● **What is needed**:
Count the lines in the records below that contain the string "forest", and reply with only that number.

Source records
════

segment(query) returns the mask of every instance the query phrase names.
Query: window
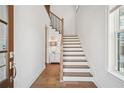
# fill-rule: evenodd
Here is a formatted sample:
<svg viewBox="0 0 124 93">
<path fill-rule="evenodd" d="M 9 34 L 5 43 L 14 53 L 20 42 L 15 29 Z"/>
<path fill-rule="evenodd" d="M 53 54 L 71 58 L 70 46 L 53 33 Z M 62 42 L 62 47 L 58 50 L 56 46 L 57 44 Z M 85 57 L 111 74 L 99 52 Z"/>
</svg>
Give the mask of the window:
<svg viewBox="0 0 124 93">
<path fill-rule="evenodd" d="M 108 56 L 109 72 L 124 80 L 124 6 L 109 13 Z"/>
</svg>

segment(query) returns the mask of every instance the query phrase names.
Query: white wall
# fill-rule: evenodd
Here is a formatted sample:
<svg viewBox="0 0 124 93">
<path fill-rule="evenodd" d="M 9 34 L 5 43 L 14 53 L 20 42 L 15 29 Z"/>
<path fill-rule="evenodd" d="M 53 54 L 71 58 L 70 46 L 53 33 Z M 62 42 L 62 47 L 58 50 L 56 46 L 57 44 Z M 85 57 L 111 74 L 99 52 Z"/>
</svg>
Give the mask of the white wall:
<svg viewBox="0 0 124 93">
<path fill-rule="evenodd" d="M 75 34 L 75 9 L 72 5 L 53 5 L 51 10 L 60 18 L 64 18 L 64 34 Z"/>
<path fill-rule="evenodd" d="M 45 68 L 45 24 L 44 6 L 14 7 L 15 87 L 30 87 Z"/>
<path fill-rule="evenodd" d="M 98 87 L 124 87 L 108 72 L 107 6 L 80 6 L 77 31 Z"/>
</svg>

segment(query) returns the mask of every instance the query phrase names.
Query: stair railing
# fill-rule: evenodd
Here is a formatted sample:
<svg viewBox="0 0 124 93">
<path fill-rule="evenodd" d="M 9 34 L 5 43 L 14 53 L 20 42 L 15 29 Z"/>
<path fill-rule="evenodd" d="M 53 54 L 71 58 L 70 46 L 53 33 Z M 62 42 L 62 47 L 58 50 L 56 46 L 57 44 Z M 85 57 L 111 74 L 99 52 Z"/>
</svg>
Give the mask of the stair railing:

════

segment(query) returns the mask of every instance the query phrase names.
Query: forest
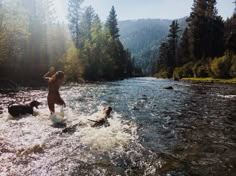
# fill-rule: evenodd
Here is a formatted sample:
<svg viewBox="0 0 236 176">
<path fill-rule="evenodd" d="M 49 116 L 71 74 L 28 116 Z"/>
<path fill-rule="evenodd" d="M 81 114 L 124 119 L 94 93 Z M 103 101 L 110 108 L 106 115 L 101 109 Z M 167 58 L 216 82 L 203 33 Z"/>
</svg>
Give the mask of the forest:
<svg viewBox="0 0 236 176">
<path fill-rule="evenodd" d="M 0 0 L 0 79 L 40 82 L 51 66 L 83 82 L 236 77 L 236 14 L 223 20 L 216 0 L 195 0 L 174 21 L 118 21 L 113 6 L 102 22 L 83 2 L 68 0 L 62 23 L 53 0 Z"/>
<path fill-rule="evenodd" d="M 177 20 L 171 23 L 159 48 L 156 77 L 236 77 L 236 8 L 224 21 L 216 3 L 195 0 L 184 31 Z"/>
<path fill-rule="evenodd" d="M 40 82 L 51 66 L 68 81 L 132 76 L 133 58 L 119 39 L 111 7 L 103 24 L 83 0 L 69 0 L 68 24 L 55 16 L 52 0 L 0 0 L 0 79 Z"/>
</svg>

════

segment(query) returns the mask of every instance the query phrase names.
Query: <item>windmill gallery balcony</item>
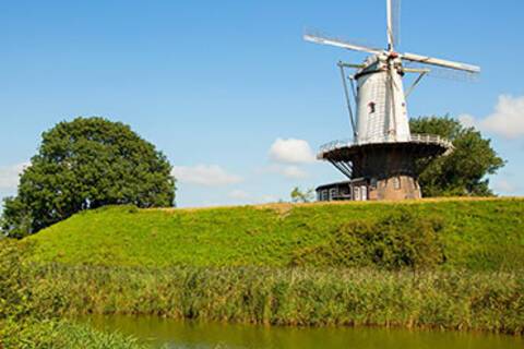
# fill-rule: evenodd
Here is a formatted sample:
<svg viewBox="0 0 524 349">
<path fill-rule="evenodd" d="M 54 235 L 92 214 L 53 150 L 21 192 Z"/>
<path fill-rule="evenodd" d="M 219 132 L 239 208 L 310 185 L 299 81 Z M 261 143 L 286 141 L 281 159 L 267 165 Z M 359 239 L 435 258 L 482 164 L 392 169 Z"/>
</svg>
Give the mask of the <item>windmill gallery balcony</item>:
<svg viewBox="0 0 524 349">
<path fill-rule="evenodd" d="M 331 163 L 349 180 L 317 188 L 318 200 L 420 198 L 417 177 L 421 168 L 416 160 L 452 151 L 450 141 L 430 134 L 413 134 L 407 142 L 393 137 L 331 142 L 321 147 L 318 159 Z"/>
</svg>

════

● **Result for this task**:
2